_REQUIREMENT_. Can you write out the whole listing exactly?

_DATA TO USE_.
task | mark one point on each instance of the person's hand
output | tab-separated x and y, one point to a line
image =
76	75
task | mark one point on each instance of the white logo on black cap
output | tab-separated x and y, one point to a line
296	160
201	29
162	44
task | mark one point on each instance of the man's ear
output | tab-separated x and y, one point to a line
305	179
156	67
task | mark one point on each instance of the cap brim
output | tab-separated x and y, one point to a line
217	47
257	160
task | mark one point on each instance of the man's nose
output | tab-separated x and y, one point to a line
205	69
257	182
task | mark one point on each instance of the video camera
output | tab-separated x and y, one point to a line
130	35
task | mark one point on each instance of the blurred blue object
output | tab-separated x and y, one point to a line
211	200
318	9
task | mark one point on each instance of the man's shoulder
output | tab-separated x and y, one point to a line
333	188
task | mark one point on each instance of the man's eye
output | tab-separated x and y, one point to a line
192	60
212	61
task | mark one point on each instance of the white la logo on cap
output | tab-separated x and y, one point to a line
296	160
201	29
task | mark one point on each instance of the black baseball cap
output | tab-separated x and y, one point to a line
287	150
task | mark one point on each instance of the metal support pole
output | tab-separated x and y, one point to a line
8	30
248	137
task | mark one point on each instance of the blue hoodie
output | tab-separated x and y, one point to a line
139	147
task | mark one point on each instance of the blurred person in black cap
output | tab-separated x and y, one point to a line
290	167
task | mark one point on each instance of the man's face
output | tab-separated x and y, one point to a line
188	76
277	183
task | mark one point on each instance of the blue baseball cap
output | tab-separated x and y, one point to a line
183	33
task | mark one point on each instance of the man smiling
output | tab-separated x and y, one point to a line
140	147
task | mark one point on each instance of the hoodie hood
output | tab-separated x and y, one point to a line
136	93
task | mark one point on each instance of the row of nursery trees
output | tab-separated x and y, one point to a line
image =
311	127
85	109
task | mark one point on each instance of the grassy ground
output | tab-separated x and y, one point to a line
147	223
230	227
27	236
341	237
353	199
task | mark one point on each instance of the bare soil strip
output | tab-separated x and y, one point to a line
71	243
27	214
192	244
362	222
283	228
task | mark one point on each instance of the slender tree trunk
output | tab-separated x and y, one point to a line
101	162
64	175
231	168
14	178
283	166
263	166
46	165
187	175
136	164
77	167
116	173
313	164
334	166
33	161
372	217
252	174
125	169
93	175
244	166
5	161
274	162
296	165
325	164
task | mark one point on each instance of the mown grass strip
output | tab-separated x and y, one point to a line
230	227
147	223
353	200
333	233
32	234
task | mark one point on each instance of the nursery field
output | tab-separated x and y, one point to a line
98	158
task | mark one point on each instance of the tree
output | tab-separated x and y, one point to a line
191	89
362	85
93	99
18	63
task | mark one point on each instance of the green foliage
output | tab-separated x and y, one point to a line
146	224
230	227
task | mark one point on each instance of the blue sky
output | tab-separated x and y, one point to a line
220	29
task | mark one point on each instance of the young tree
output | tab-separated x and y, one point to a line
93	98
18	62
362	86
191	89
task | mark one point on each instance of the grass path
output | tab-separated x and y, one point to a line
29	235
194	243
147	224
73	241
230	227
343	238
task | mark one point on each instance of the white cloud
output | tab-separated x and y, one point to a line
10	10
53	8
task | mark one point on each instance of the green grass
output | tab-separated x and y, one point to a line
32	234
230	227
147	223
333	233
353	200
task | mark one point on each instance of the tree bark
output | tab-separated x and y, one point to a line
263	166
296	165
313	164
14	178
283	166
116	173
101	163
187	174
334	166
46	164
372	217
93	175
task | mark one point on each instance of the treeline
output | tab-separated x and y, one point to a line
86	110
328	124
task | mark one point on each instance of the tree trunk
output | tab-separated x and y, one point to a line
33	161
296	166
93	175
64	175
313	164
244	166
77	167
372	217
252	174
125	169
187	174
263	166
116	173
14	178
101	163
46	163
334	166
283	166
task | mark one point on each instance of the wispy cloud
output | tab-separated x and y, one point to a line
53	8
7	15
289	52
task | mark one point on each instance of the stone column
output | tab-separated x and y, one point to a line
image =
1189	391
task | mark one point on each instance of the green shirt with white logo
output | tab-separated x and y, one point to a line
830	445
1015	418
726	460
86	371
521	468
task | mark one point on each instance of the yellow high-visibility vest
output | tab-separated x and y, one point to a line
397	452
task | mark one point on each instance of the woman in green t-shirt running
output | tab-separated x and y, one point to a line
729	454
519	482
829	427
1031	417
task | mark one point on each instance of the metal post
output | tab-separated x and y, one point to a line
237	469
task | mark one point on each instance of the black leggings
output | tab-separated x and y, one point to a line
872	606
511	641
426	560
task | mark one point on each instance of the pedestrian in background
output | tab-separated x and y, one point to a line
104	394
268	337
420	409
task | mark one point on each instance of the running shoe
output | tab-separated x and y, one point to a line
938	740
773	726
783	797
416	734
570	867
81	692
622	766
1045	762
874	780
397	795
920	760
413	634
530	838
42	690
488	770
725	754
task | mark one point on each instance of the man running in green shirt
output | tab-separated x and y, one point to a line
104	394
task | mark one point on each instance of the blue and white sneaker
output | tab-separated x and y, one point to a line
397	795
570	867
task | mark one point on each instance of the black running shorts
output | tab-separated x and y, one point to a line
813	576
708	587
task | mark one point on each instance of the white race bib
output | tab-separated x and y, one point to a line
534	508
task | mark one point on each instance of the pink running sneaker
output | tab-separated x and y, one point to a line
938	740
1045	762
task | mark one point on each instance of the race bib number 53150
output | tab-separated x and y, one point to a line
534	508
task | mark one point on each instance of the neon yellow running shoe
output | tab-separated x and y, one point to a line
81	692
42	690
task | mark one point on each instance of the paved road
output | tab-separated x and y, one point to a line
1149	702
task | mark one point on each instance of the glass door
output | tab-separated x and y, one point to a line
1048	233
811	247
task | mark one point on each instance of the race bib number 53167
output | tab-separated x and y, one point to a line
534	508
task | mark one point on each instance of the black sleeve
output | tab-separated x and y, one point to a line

_CORRECT OUTPUT_.
task | mark one point on each instance of the person's hand
output | tab-separated x and y, one point to a line
image =
76	75
task | mark one point on each instance of the white logo on black cap
output | tab-separated x and y, one point to a line
296	160
201	29
162	44
task | mark one point on each instance of the man's ear
output | tab-separated x and y, one point to a line
305	179
156	67
task | mark one point on each instance of the cap brim
output | tab-separated x and y, one point to a line
217	47
257	160
task | mark one point on each instance of the man's nose
output | tab-separated x and y, one point to a line
205	69
257	182
task | mark one point on each instance of the video camera
output | tab-separated x and y, one point to a line
130	35
task | mark one point on each instance of the blurred blue object
output | tab-separated x and y, one point to a line
211	200
318	9
task | mark one point on each instance of the man's shoulder
output | tab-separated x and y, one point to a line
333	188
task | mark one point on each instance of the man's eye
output | tab-separated x and y, one point to a line
192	60
212	61
task | mark one point on each instance of the white la logo on cap
output | tab-separated x and y, one point to a line
296	160
201	29
task | mark one point on each instance of the black baseball cap
output | tab-separated x and y, one point to a line
287	150
task | mark one point on each instance of the metal support pole
output | tab-separated x and y, one point to a line
8	30
248	137
task | mark one point on each instance of the blue hoodie
output | tab-separated x and y, one point to a line
139	147
task | mark one point on each instance of the blurred person in black cap
output | tab-separated x and y, one point to a line
290	167
task | mark one point on each instance of the man's face
output | tab-separated x and y, one point to a line
188	76
277	183
task | mark one point on each instance of the blue baseball cap
output | tab-separated x and y, one point to a line
183	33
task | mark one point on each instance of the man smiling
output | tab-separated x and y, one point to a line
140	147
task | mark one point on each instance of the hoodie hood
output | tab-separated x and y, one point to a line
136	93
task | mark one point on each instance of the row of nursery trees
output | tab-separated x and y, one point to a line
image =
311	127
85	109
task | mark one point on each instance of the grassy ground
output | tab-separated x and y, one point to a line
147	223
230	227
27	236
341	237
353	199
task | mark one point on each instance of the bare soil strip
output | tab-separated x and y, one point to a line
71	243
27	214
192	244
362	222
283	228
task | mark one point on each instance of the slender tree trunk
output | tab-separated x and y, one point to a line
101	162
64	175
231	168
14	178
283	166
263	166
46	165
187	175
136	164
77	167
116	173
313	164
334	166
33	161
372	217
252	174
125	169
93	175
244	166
5	161
274	162
296	165
325	164
task | mark one point on each instance of the mown grass strip
output | tab-separated x and y, one point to a line
230	227
147	223
353	200
333	233
32	234
task | mark one point on each instance of the nursery field
output | tab-separated x and y, one point to a line
98	158
task | mark one point on each instance of the tree
output | tab-separated x and y, one point to a line
191	89
362	85
93	99
18	63
task | mark one point on each instance of the green foliage
output | tab-separated x and y, one point to a line
146	224
230	227
task | mark one point on each instance of the blue sky
output | tab-separated x and y, one point to a line
220	29
task | mark one point on each instance of the young tree
output | tab-separated x and y, one point to a line
93	98
18	62
362	86
191	89
task | mark one point on each instance of the grass path
output | tab-separated x and y, one point to a line
29	235
194	243
147	224
73	241
230	227
343	238
task | mark one point on each instance of the white cloud
output | tab-separated x and y, one point to a line
10	10
53	8
task | mark one point on each instance of the green grass
output | tab-separated x and y, one point to a line
32	234
230	227
147	223
333	233
353	200
task | mark one point on each instance of the tree bark
output | tab-separated x and y, one point to a line
263	166
296	165
313	164
14	178
283	166
116	173
101	163
187	174
334	166
46	164
372	217
93	175
task | mark one point on each instance of the treeline
output | tab-separated x and y, one point to a line
86	110
328	124
task | mark one point on each instance of the tree trunk
output | tab-separated x and y, one point to a line
33	161
296	166
93	175
64	175
313	164
244	166
77	167
372	217
252	174
125	169
187	174
263	166
116	173
14	178
101	163
46	163
334	166
283	166
task | mark one point on each instance of the wispy cloud
output | tab-separated x and y, one point to a line
53	8
7	15
289	52
task | mark one point on each instance of the stone column
output | tab-separated x and y, one point to a line
image =
1189	391
task | mark one point on each instance of the green shirt with white logo
output | tab-separated x and y, one point to a line
830	445
1015	418
726	460
86	371
521	468
task | mark one point on each instance of the yellow high-visibility vest
output | tab-separated x and y, one point to a line
397	452
task | mark one point on each instance of the woman in green t-shirt running
output | tab-separated x and y, one point to a line
729	454
519	482
829	427
1031	417
task | mark one point on each instance of the metal post
output | tab-separated x and y, one point to a line
237	469
task | mark one point on each instance of the black leggings
output | tab-separated x and y, one point to a line
872	606
511	641
426	560
task | mark one point on each instance of the pedestrian in background
output | tab-separated x and y, one point to a line
104	394
268	337
420	409
task | mark one point on each instance of the running shoe
output | tab-separated x and y, one point to a line
938	740
773	726
783	797
416	734
570	867
81	692
622	766
1045	762
874	780
397	795
920	760
413	634
530	838
42	690
488	770
725	754
task | mark one point on each instance of the man running in green shirt
output | tab-separated x and y, one point to a line
104	394
task | mark one point on each instance of the blue and white sneaker
output | tab-separated x and y, one point to a line
397	795
570	867
task | mark one point on each instance of the black running shorts
output | tab-separated x and y, one point to a line
813	576
708	587
task | mark one point on each instance of the white race bib
output | tab-separated x and y, one point to a line
534	508
task | mark one point on each instance of the pink running sneaker
output | tab-separated x and y, one point to a line
938	740
1045	762
task | mark one point on each instance of the race bib number 53150
output | tab-separated x and y, one point to a line
534	508
task | mark one point on each instance of the neon yellow running shoe
output | tab-separated x and y, one point to a line
81	692
42	690
task | mark one point on each instance of the paved road
output | tab-separated x and y, one point to a line
1149	702
task | mark one point on each instance of the glass door
output | tab-separated x and y, one point to a line
1048	233
811	247
task | mark one point on each instance of the race bib number 53167
output | tab-separated x and y, one point to a line
534	508
task | mark one point on each instance of the black sleeve
output | tab-separated x and y, one point to a line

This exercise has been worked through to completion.